STATED GOAL>
Rename "pixel point" to "coordinate point" throughout every one of the entries below, keeping everything else the same. Omit the pictures from your copy.

[Rows from a pointing dataset]
◆ ◆ ◆

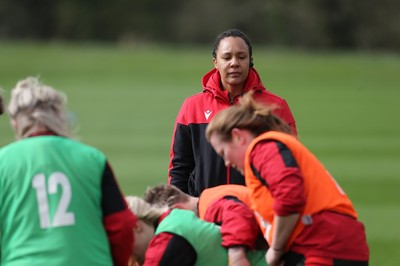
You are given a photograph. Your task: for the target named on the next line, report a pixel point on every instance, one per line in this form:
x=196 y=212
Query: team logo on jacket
x=207 y=114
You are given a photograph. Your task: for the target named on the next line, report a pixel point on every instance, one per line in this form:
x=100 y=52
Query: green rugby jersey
x=50 y=203
x=204 y=237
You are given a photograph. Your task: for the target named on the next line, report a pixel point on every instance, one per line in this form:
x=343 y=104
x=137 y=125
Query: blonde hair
x=143 y=210
x=248 y=114
x=35 y=104
x=165 y=195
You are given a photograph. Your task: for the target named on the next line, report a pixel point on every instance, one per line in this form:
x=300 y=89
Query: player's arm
x=181 y=153
x=238 y=224
x=169 y=249
x=117 y=218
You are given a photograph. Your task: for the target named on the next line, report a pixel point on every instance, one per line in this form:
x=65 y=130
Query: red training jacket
x=194 y=165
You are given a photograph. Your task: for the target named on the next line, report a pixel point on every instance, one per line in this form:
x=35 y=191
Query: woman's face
x=232 y=61
x=233 y=152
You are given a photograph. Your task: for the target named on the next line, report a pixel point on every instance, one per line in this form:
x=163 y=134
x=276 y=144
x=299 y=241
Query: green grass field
x=125 y=99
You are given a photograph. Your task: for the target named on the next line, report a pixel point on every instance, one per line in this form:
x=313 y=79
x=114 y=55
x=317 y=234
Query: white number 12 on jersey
x=62 y=217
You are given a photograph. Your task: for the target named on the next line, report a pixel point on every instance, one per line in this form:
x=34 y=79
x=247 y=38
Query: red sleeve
x=238 y=224
x=275 y=164
x=118 y=220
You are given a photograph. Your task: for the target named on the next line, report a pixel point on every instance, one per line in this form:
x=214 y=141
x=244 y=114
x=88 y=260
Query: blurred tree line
x=313 y=24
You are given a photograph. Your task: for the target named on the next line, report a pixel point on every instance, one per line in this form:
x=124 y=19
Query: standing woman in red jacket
x=305 y=216
x=194 y=165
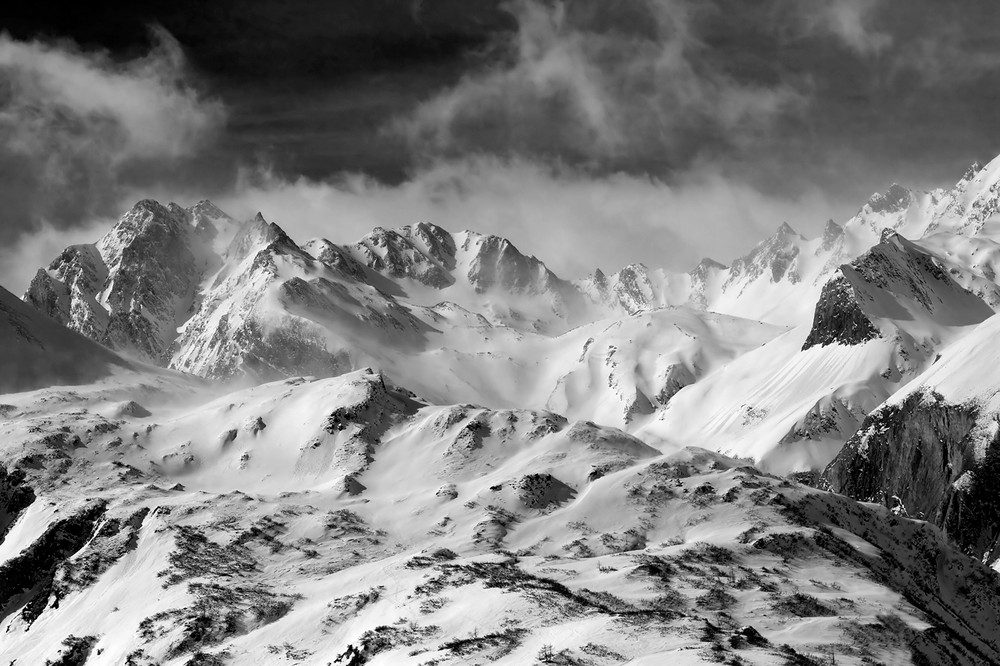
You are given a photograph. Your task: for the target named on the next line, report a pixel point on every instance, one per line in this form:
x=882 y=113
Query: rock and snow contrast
x=223 y=445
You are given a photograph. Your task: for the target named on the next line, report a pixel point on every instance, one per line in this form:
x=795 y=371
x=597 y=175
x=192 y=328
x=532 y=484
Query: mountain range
x=223 y=445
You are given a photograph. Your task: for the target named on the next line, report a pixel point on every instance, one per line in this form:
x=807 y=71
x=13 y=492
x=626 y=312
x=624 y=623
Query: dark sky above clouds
x=662 y=116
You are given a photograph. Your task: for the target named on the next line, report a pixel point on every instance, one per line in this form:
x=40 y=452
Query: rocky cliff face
x=131 y=289
x=927 y=458
x=839 y=318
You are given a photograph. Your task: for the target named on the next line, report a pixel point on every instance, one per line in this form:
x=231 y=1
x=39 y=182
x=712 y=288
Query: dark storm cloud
x=623 y=84
x=75 y=126
x=658 y=129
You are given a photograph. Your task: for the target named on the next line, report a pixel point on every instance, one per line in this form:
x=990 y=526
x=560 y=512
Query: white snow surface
x=427 y=446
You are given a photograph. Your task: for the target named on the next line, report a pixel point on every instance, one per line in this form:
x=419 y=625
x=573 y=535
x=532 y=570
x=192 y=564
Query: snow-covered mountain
x=425 y=447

◆ ◆ ◆

TASK ANSWER>
You are given a photograph. Your task: for the target named on the next line, report a coordinate point on every instance, one per line in this form:
x=196 y=212
Query: team logo on jacket
x=207 y=114
You are given a photograph. Your task: for the target named on the next line, report a coordinate point on every instance, one per line in this form:
x=100 y=52
Query: green rugby jersey
x=50 y=203
x=204 y=237
You are given a photograph. Your task: for the target named on the next line, report a coordinate point on every instance, one per line in this form:
x=343 y=104
x=137 y=125
Query: blonde hair
x=143 y=210
x=248 y=114
x=35 y=104
x=165 y=195
You are given a photograph. Your task: for the target named on the next line, report a coordinate point on every instance, one per line in this form:
x=300 y=89
Query: player's arm
x=181 y=153
x=238 y=224
x=169 y=249
x=117 y=218
You are given a photograph. Your task: for the target named on the next line, report a coordinate point on every instance, one per line in this form:
x=65 y=130
Query: red training jacket
x=194 y=165
You are given a photograph. Your task: for the target named on the next line, report a coordinate point on every instance, one per line in this form:
x=35 y=191
Query: woman's face
x=232 y=61
x=233 y=152
You are given a photograph. Your task: for the target named on the next line, report a coordinate point on every instance, one per line in this form:
x=163 y=134
x=276 y=144
x=299 y=241
Query: green grass field
x=125 y=99
You are given a photograph. Your task: for the target named on the next line, report a coordinate point on every instance, one per line in this form:
x=313 y=79
x=114 y=55
x=317 y=234
Query: white number 12 on jersey
x=62 y=217
You are given a photograph. Your task: for the target named on the next line, report a coordinate point on every instance, one per line in this form:
x=34 y=79
x=247 y=38
Query: red sleeve
x=238 y=224
x=275 y=164
x=118 y=220
You are given a photograph. Your task: for the target named on the next line, report a coordinate point on every instance, one per line in this form:
x=214 y=141
x=244 y=114
x=88 y=260
Query: blurred tree line
x=313 y=24
You are given a photograph. Your task: for the target named on the next line, report a coordinate point on every instance, one per line in this form:
x=124 y=19
Query: standing woman in red jacket
x=305 y=216
x=194 y=165
You are given a photograph. Your task: for the target named on the next line, report a coordinate point on every instance, one per line in this form:
x=882 y=113
Query: rock and snow contrast
x=223 y=445
You are given a photograph. Your task: for the target named on the next line, report a coordinate point on every instance, one per line in this form:
x=795 y=371
x=597 y=175
x=192 y=328
x=532 y=484
Query: mountain range
x=223 y=445
You are given a photograph. Your task: for the target named on the next line, report a coordinate point on every instance, one per line in this form:
x=807 y=71
x=13 y=492
x=626 y=312
x=624 y=623
Query: dark sky above clouds
x=662 y=116
You are given a photograph. Your task: for the target named on the next line, report a coordinate point on every instance, one per line in this form:
x=40 y=452
Query: rocky cliff face
x=131 y=289
x=927 y=458
x=839 y=318
You are given a photograph. Your task: for the target named on the next line, report a coordinate point on every instance, one per line in this form:
x=231 y=1
x=39 y=182
x=712 y=288
Query: dark storm cloud
x=623 y=84
x=75 y=126
x=658 y=129
You are given a photograph. Your task: for the target named on the next line, report a coordinate point on every instance, one per line in this form:
x=990 y=526
x=560 y=512
Query: white snow surface
x=427 y=446
You are given a photograph. Your task: for the target named on the next line, report a coordinate point on every instance, one per line in this form:
x=419 y=625
x=573 y=535
x=532 y=570
x=192 y=564
Query: snow-covered mountain
x=425 y=447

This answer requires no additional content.